> **Tekstfragment**:
================

PINKSTEREN 2025

Dominicus Gent

PINKSTEREN

8 JUNI 2025

 

Beste vrienden hier en vóór de schermen thuis, van harte welkom op deze hoogdag van Pinksteren.

Pinksteren het feest waarmee we de paastijd afsluiten. Maar wat een bijzonder feest! Tongen van vuur dalen neer, deuren en ramen waaien wijd open, mensen trekken de straat op, goed nieuws verspreidt zich in alle talen als een lopend vuur. Dat vuur mogen we ook hier vandaag verwelkomen en delen.

Steken we nu eerst het licht van de paaskaars aan. We staken de kaars 50 dagen geleden voor ’t eerst aan op het Paasfeest. Vandaag bereikt het paasgebeuren de volheid van zijn betekenis, want de opstanding gebeurt nu ook bij de volgelingen van Jezus. De paaskaars staat vandaag speciaal, symbool voor de warmte en de begeestering die we hier zoeken en mogen doorgeven.

Laten we nu zingend bidden: Veni creator

Kom, Schepper, Geest ontsteek jouw vuur,
in ons gedoofd door tijd en duur,
door woorden hol en leeg gemaakt,
door beelden los van jou geraakt.

Herstel in ons die oude kracht
die mensen tot bezieling bracht,
die hen deed gaan waar niemand ging,
die groot noemt wat nog heet gering.

Herleef in ons met jouw geloof,
die tegenkracht van mensenroof,
die roept om solidariteit,
om leven dat geen aandacht krijgt.

Herschep in ons dat oude woord
misbruikt voor oorlog, broedermoord;
die Naam van God hier ooit ontstaan
vanwege land dat moet bestaan.

Herneem daarom jouw oudste recht:
sta op in ons als minste knecht,
die mens die om de ander geeft,
misschien voor hem zijn leven geeft.

T. Jan van Opbergen M. Veni, creator, spiritus

 

LEZING : HET PINKSTERVERHAAL (Handelingen 2, 1-13)

Toen de dag van het Pinksterfeest aanbrak waren ze allen bij elkaar. Plotseling klonk er uit de hemel een geluid als van een hevige windvlaag, dat het huis waar ze zich bevonden geheel vulde. Er verschenen aan hen een soort vlammen, die zich als vuurtongen verspreidden en zich op ieder van hen neerzetten, en allen werden vervuld van de heilige Geest en begonnen op luide toon te spreken in vreemde talen, zoals hun door de Geest werd ingegeven.

================

> **Aangeleverde gegevens**:
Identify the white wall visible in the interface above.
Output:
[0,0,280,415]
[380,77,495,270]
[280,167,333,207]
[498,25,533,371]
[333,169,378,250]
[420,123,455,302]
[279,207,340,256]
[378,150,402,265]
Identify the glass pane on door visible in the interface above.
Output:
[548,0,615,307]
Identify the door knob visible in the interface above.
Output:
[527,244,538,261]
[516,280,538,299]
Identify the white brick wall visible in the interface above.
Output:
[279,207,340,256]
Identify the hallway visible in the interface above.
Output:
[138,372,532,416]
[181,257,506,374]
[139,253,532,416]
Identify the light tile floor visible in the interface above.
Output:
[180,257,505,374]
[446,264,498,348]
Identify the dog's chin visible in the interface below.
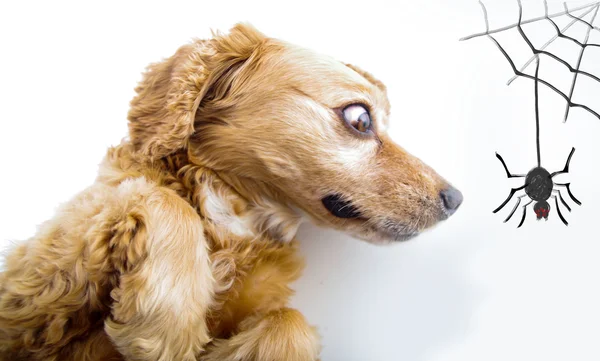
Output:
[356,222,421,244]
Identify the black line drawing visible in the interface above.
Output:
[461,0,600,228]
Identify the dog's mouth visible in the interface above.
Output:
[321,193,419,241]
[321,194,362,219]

================

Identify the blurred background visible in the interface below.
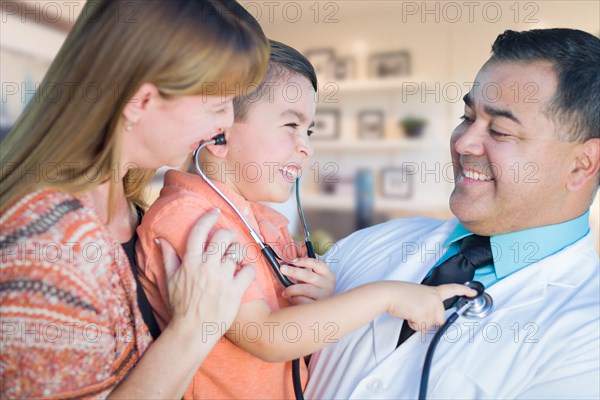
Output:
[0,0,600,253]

================

> **Opdracht**:
Ga verder met de tekst van de pinksterviering, te beginnen na de laatste zin die er staat.

> **Antwoord**:
In Jeruzalem woonden destijds vrome Joden, die afkomstig waren uit ieder volk op aarde. Toen het geluid weerklonk, dromden ze samen en ze raakten geheel in verwarring doordat iedereen hen in zijn eigen taal hoorde spreken. Ze waren buiten zichzelf van verbazing en zeiden: ‘Het zijn toch allemaal Galileeërs die daar spreken? Hoe kan het dan dat wij hen allemaal in onze eigen moedertaal horen? Parten, Meden en Elamieten, inwoners van Mesopotamië, Judea en Kappadocië, mensen uit Pontus en Asia, Frygië en Pamfylië, Egypte en de omgeving van Cyrene in Libië, inwoners van Rome die zich hier gevestigd hebben, en ook mensen uit Kreta en Arabië, zowel Joden als proselieten – wij allen horen hen in onze eigen taal spreken over Gods grote daden.’ Verbijsterd en geheel van hun stuk gebracht vroegen ze aan elkaar: ‘Wat heeft dit toch te betekenen?’ Maar sommigen zeiden spottend: ‘Ze zullen wel dronken zijn.’

 

Lied: Levende Liefde

Levende liefde, blijvende trouw,
toevlucht en toekomst,
NAAM, ons te boven en zo nabij,

stormwind en stilte, vuurvlam en zon,
adem en hartslag,
NAAM, ons te boven en zo nabij,

oorsprong en einde, bron en begin,
eerste en laatste,
NAAM, ons te boven en zo nabij.

T. Sytze de Vries. M. Willem Vogel

 

  DUIDING

Ze zijn zat.
Zat of zot.
Dat moet wel. Hoe kan je anders na de schandalige veroordeling van Jezus door de joodse leiders maar ook door de massa die Barnabas verkoos, hoe kan je na de publieke terechtstelling van je leider en gids, vol enthousiasme over de grote daden van God spreken?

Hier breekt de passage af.